**QUOTED PASSAGE**
The Treasury Laws Amendment (2018 Superannuation Measures No. 1) Bill 2019 has passed the Parliament, without amendment. It allows some employees with multiple employers to opt-out of Super Guarantee so they don’t breach the contribution caps, makes changes to the Non-Arm’s Length Income (NALI) rules for expenses, and can sometimes include Limited Recourse Borrowing Arrangements (LRBAs) in the calculation of Total Super Balance.

Super Guarantee opt-out for employees with multiple employers

Under this change, some employees with multiple employers will be able to opt-out of receiving Super Guarantee contributions. This will enable them to stop unintentionally exceeding the concessional contributions cap – there is already a limit on SG contributions to stop this happening from a single employer.

This measure was announced in the 2018/19 Budget.

Changes to NALI rules for expenses

The Bill also makes changes around the Non-Arm’s Length Income (NALI) rules and expenses.

The Explanatory Memorandum (EM) to the Bill says the purpose is to ensure that super funds can’t circumvent the NALI rules using schemes involving non-arm’s length expenses.

“Non-arm’s length expenses (whether revenue or capital in nature) incurred by a superannuation entity in gaining or producing assessable income result in such income being included in the entity’s non-arm’s length component (non-arm’s length component). This means the income will be taxed at the top marginal rate.”

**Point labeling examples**
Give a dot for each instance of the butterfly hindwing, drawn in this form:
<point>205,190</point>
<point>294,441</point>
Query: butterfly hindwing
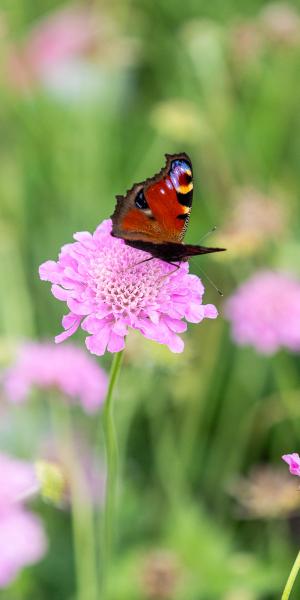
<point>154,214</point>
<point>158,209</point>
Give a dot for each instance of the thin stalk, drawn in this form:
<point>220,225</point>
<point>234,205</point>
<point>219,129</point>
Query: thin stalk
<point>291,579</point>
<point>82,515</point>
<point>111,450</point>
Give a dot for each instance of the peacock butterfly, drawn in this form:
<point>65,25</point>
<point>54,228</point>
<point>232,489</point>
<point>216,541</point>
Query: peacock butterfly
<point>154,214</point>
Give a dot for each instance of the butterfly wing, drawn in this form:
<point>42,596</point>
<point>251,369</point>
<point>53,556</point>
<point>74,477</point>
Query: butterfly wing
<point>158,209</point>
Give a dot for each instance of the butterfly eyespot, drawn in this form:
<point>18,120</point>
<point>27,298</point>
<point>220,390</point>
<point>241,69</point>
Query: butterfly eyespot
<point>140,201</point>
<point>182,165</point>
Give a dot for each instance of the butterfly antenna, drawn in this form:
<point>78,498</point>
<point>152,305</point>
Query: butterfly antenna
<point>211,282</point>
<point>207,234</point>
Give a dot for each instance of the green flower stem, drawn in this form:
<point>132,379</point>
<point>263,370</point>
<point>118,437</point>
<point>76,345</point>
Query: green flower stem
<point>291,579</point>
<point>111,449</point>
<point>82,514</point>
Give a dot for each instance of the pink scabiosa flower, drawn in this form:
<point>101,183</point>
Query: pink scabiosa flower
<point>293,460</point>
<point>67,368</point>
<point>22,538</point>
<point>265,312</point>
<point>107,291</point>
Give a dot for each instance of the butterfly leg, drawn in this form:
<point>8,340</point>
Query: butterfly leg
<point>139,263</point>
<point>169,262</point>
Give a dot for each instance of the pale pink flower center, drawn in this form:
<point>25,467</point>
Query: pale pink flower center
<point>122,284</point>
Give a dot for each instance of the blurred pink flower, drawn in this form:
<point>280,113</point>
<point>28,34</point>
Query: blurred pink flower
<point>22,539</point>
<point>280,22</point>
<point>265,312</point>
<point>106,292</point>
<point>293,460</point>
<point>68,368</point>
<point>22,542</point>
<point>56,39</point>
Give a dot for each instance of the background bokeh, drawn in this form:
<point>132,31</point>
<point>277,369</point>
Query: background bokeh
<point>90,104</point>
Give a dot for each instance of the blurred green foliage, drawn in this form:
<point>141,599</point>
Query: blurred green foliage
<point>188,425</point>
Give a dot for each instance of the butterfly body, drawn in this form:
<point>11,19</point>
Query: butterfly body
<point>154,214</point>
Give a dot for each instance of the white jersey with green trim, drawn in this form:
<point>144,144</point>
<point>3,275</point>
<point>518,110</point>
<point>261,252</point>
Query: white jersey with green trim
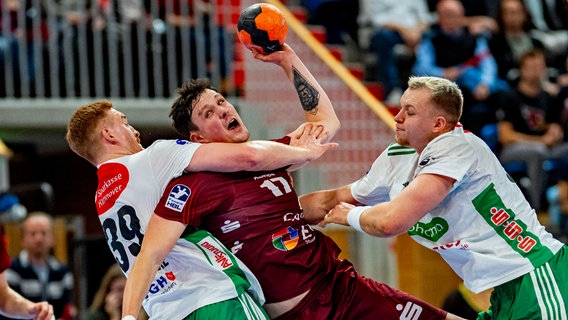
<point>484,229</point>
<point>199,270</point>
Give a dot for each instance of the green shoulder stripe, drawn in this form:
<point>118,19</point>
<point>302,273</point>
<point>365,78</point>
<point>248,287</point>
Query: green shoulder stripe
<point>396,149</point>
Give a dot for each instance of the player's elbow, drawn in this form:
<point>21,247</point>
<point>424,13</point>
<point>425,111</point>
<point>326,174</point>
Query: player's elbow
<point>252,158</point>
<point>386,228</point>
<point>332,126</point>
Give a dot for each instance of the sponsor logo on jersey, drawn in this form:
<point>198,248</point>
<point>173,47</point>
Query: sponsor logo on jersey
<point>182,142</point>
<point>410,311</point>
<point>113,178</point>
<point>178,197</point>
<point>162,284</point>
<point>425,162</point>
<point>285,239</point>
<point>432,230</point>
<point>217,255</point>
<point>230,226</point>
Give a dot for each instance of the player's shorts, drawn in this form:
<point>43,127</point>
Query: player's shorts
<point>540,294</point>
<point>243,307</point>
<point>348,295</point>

**INSTRUCTION A**
According to the superannuation bill summary, in which budget was the Super Guarantee opt-out measure announced?
**INSTRUCTION B**
From the superannuation bill summary, return the part that opens with the words containing "Under this change, some" and closes with "the 2018/19 Budget.".
Work only from the superannuation bill summary.

**FINISHED ANSWER A**
The 2018/19 Budget.

**FINISHED ANSWER B**
Under this change, some employees with multiple employers will be able to opt-out of receiving Super Guarantee contributions. This will enable them to stop unintentionally exceeding the concessional contributions cap – there is already a limit on SG contributions to stop this happening from a single employer.

This measure was announced in the 2018/19 Budget.